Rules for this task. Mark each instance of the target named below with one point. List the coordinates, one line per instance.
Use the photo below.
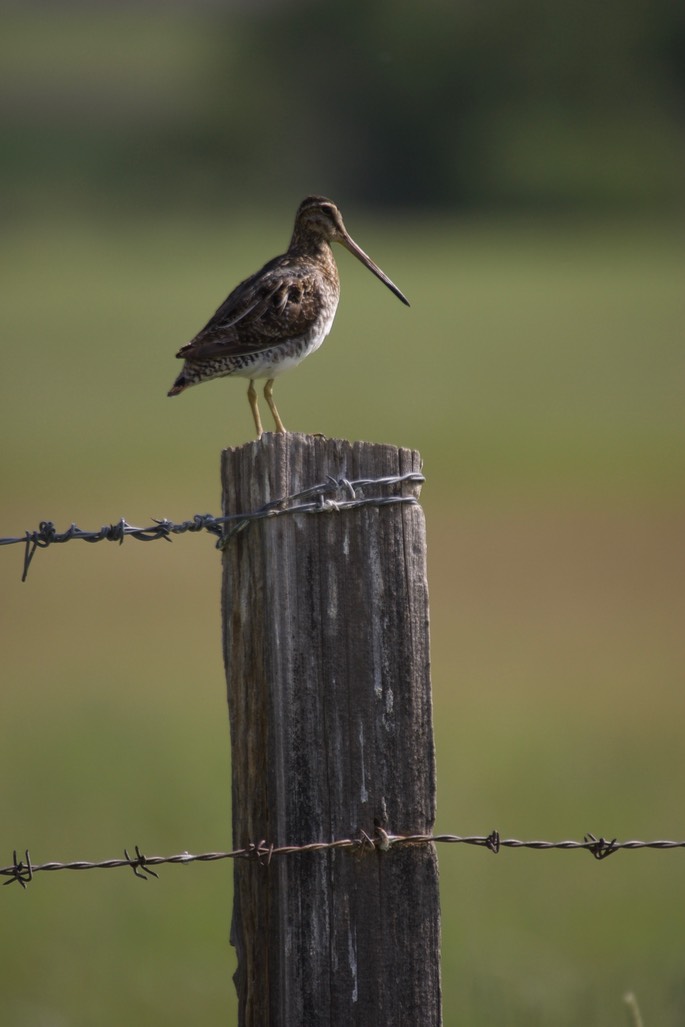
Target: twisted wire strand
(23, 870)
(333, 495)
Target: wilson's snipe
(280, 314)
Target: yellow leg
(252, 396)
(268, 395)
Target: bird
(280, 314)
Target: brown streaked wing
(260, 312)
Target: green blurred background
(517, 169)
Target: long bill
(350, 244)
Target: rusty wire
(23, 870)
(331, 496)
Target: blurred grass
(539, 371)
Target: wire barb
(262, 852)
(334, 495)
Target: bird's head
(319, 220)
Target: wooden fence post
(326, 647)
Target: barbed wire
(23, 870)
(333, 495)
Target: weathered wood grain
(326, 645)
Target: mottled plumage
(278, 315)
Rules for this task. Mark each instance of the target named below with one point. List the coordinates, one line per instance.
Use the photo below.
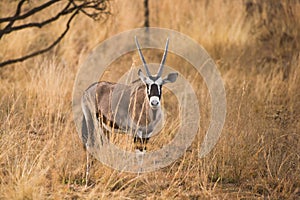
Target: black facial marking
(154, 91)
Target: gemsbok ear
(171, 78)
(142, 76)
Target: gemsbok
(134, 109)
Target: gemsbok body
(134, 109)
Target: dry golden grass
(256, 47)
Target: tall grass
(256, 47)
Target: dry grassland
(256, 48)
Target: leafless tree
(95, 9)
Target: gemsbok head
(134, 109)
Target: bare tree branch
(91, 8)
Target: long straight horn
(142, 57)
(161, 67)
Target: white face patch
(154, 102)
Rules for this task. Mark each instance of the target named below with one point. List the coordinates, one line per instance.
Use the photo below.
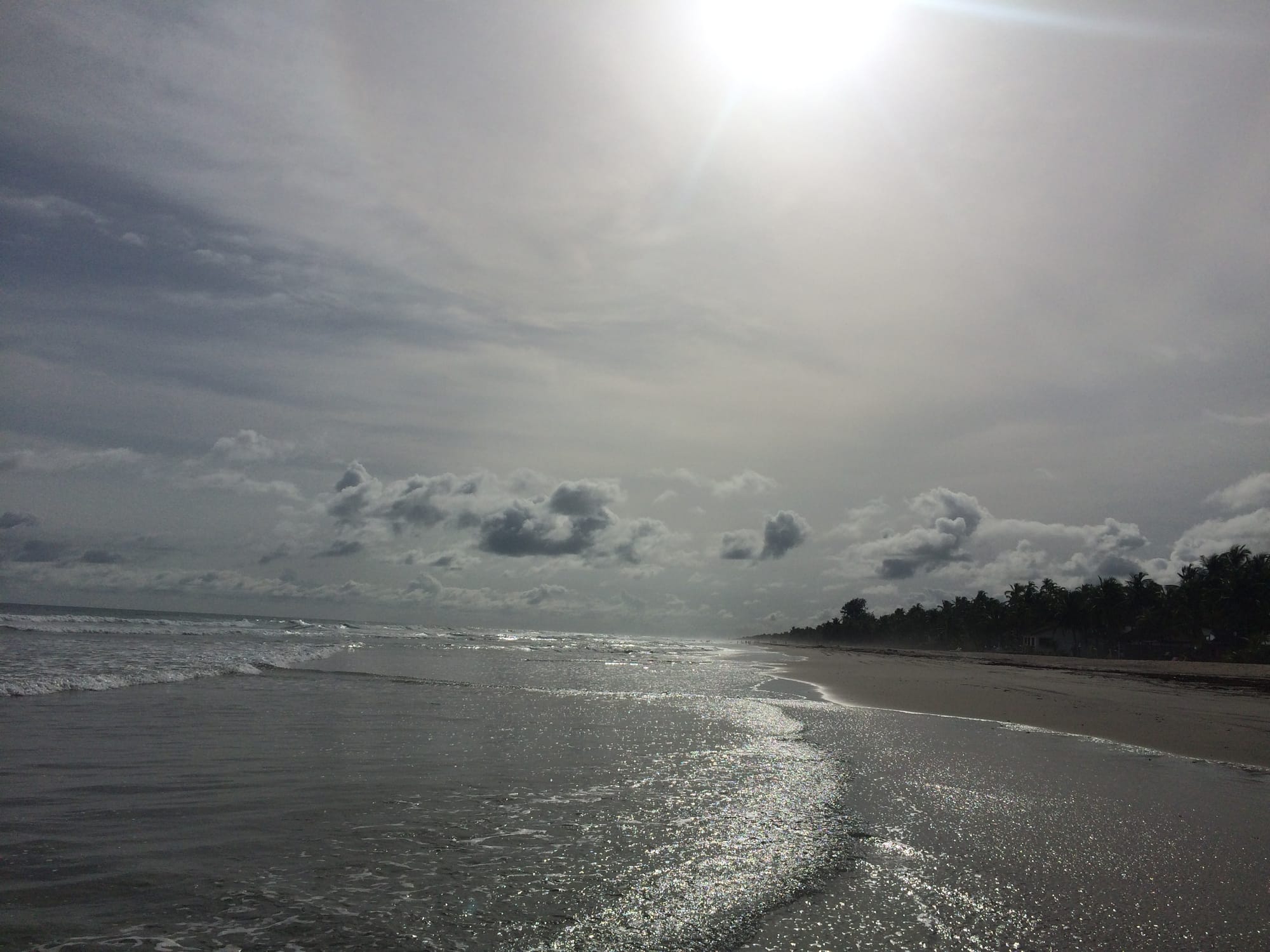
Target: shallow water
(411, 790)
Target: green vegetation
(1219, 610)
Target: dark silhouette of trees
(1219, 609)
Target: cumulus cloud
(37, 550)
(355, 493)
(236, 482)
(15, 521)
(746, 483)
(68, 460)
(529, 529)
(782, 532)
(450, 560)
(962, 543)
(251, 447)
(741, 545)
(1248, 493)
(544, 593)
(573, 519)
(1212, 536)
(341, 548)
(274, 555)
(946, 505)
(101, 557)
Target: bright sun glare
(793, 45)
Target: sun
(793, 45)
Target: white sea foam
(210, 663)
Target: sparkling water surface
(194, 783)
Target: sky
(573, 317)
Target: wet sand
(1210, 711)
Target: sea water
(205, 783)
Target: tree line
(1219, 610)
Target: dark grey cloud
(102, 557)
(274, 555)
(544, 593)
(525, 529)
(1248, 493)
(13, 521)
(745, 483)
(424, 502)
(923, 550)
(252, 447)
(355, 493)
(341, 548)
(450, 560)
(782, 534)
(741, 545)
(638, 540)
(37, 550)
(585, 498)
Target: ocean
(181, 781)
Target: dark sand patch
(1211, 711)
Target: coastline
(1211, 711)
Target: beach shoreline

==============================

Your copy of the data above should match it exactly, except that pictures are left out.

Rules for this task. Mark each instance of the target named below with one point. List the coordinates, one line per instance.
Use the photo below.
Target: twisted wire strand
(23, 870)
(333, 495)
Target: wilson's snipe
(280, 314)
Target: yellow leg
(252, 396)
(268, 395)
Target: bird
(280, 314)
Target: brown streaked wing
(260, 312)
Target: green blurred background
(517, 169)
Target: long bill
(350, 244)
Target: rusty wire
(23, 870)
(331, 496)
Target: blurred grass
(539, 371)
Target: wire barb
(262, 852)
(334, 495)
Target: bird's head
(319, 220)
Target: wooden fence post
(326, 647)
Target: barbed wire
(23, 870)
(333, 495)
Target: weathered wood grain
(326, 645)
Target: mottled plumage
(278, 315)
Rules for this task. Mark each instance of the target named below with one point. List the coordinates, one line per instance.
Use the photo below.
Target: black facial marking
(154, 91)
Target: gemsbok ear
(171, 78)
(142, 76)
Target: gemsbok
(134, 109)
Target: gemsbok body
(134, 109)
Target: dry golden grass
(256, 47)
Target: tall grass
(256, 47)
Target: dry grassland
(256, 48)
Target: leafless tree
(95, 9)
Target: gemsbok head
(134, 109)
Target: bare tree branch
(91, 8)
Target: long straight horn
(142, 57)
(161, 67)
Target: white face patch
(154, 102)
Rules for this task. Mark each instance of the target named below with one point. List the coordinates, one line per instance.
Use the photo below.
Target: shallow water
(411, 790)
Target: green vegetation
(1219, 610)
Target: dark silhouette of trees
(1219, 609)
Target: cumulus cloud
(37, 550)
(355, 493)
(236, 482)
(15, 521)
(746, 483)
(68, 460)
(529, 529)
(782, 532)
(450, 560)
(962, 543)
(251, 447)
(741, 545)
(1248, 493)
(544, 593)
(573, 519)
(1212, 536)
(341, 548)
(274, 555)
(946, 505)
(101, 557)
Target: bright sun glare
(793, 45)
Target: sun
(793, 45)
Target: white sea foam
(210, 663)
Target: sparkling water surface
(194, 783)
Target: sky
(573, 317)
Target: wet sand
(1210, 711)
Target: sea water
(205, 783)
Target: tree line
(1219, 610)
Target: dark grey cloud
(102, 557)
(274, 555)
(544, 593)
(525, 529)
(1248, 493)
(13, 521)
(745, 483)
(424, 502)
(923, 550)
(252, 447)
(355, 493)
(341, 548)
(450, 560)
(782, 534)
(741, 545)
(638, 540)
(37, 550)
(585, 498)
Target: ocean
(181, 781)
Target: dark sand patch
(1211, 711)
Target: coastline
(1211, 711)
Target: beach shoreline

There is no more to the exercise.